EXCERPTED RECORDS:
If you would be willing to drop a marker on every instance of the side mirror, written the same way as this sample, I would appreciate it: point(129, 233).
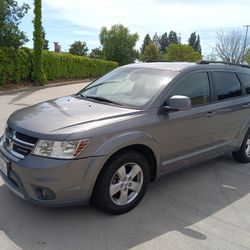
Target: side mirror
point(178, 103)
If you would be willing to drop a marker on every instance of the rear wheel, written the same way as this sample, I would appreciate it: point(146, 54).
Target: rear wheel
point(123, 183)
point(243, 154)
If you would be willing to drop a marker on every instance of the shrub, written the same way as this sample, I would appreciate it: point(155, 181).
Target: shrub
point(17, 65)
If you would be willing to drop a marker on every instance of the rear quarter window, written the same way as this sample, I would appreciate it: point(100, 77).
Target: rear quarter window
point(227, 85)
point(245, 79)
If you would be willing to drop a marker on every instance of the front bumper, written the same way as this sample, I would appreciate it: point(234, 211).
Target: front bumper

EXERCISE DETAILS: Please write out the data again, changing every "Target" to "Object" and keeping everything else the same. Leave the pictures out.

SOLUTION FOR THIS PROBLEM:
If you would be willing to drop a marker on every instance of the side mirror, written the same way as this sample, I would appreciate it: point(129, 233).
Object: side mirror
point(178, 103)
If you would be willing to drop a marker on every instance of the rear wheel, written the same way as this sample, I would appreciate it: point(146, 54).
Object: rear wheel
point(123, 183)
point(243, 154)
If you would be willing to drop a marker on every instance of the shrub, written the same way as this sample, I would appreciate it: point(155, 181).
Object: shrub
point(17, 65)
If you would be willing to drop a marker on every instance of the rear quarter window, written the same way as this sample, I would appreciate it: point(100, 77).
Object: rear quarter window
point(227, 85)
point(245, 79)
If you would be willing to drop a marker on every instance of the front bumper, written the same way as this sample, I would appreciate it: point(234, 211).
Object: front bumper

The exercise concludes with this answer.